## Set problem
Copy all of the data below word for word, leaving out the picture.

## Entries taken from a collection
^^^^^^^^
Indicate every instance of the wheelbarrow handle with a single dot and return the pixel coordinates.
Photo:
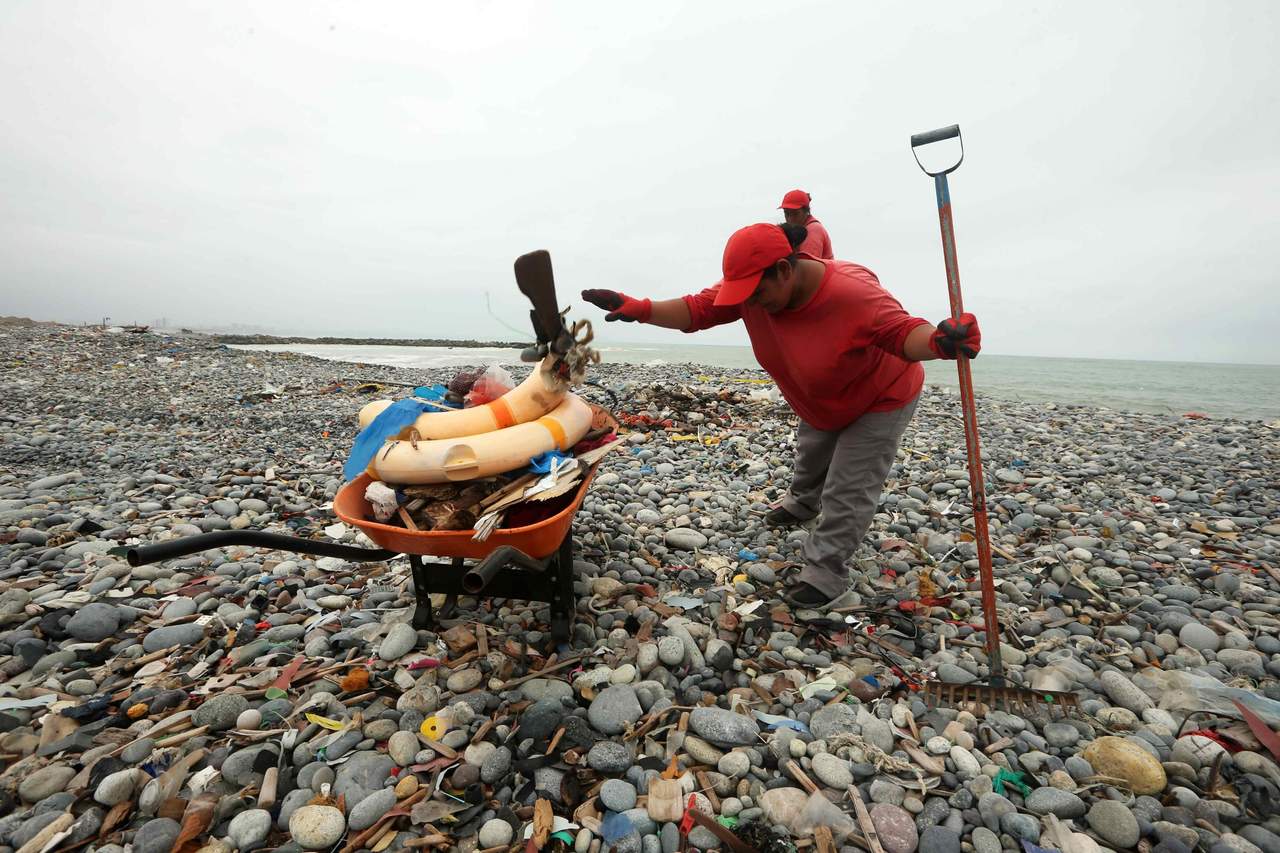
(187, 546)
(951, 132)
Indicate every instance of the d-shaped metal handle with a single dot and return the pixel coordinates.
(937, 136)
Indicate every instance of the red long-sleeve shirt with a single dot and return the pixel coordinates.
(836, 357)
(817, 242)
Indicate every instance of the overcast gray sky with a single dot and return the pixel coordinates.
(373, 169)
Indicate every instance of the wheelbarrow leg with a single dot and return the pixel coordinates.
(423, 616)
(562, 592)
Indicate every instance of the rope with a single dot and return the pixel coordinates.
(881, 760)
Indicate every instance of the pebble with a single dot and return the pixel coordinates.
(316, 828)
(156, 835)
(832, 771)
(723, 728)
(250, 829)
(45, 781)
(366, 812)
(617, 796)
(400, 641)
(94, 623)
(1114, 822)
(895, 828)
(496, 833)
(615, 708)
(1118, 757)
(220, 712)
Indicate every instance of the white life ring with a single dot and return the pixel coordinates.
(539, 393)
(485, 454)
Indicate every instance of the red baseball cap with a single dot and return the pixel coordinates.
(795, 200)
(748, 254)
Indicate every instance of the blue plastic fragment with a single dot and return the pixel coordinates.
(616, 825)
(542, 464)
(435, 393)
(789, 724)
(389, 422)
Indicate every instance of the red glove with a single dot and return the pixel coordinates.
(620, 306)
(952, 336)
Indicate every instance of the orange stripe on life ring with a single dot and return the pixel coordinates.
(557, 432)
(502, 414)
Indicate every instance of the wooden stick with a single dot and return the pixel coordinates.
(708, 790)
(181, 738)
(864, 820)
(375, 830)
(544, 671)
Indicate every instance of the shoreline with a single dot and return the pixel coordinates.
(268, 340)
(1127, 548)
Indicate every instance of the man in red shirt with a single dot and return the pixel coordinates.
(845, 356)
(795, 209)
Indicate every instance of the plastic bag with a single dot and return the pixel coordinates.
(493, 383)
(1183, 690)
(821, 811)
(382, 497)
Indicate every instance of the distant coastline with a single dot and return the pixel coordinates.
(264, 340)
^^^^^^^^
## Task answer
Indicate every instance of the wheelbarrow handle with a single dot and return the pixel coordinates.
Photo:
(187, 546)
(951, 132)
Indicate every instance of the d-shaped metal handle with a single dot and return the pixel coordinates.
(937, 136)
Indicate every instance of the red long-sleeve shirt with a single dot and return the pixel coordinates.
(836, 357)
(817, 242)
Indicate every instance of the overcast gray sky with a single dot and return the pixel coordinates.
(373, 169)
Indicate every instance of the wheelbarrow leg with a single dot and return the pixel coordinates.
(423, 616)
(562, 592)
Indicate every instance of the rope with a single dot and return the pixel coordinates.
(881, 760)
Indicate every instance of the pebble with a single dot and return the pixel coordinates.
(316, 828)
(156, 835)
(832, 771)
(723, 728)
(250, 829)
(45, 781)
(366, 812)
(617, 796)
(400, 641)
(94, 623)
(1114, 822)
(895, 828)
(496, 833)
(615, 708)
(1118, 757)
(220, 712)
Indicate every instance of the white life ring with a single dot and return the pixel coordinates.
(539, 393)
(485, 454)
Indicate every instance of the red baseball cap with a single dot and return the pixel coordinates.
(795, 200)
(748, 254)
Indicate every instance of the blue plastic fragment with a single dot and return the pixel coordinates.
(616, 825)
(542, 464)
(435, 393)
(789, 724)
(389, 422)
Indicate every instance of the red glove with a single dot and return the pixel coordinates.
(620, 306)
(952, 336)
Indicate every instance of the orange stripe on life ring with a single dot and return the pixel coordinates.
(557, 432)
(502, 414)
Indicate every instance of the wooden stick with a single dot and return the pixel coordinates.
(708, 790)
(181, 738)
(864, 820)
(375, 830)
(544, 671)
Indicate every instance of the shoreline with a single dot and return the pixel coordinates.
(268, 340)
(1127, 548)
Indicate every instance of the man in red shirt with a single dot and return the pixel coordinates.
(845, 356)
(795, 209)
Indicate every instance of the plastic bag with a single dot and return the pixel coordinates.
(493, 383)
(1183, 690)
(821, 811)
(382, 497)
Indicate every instance of the distant coastline with a single dot and return the pixel coordinates.
(264, 340)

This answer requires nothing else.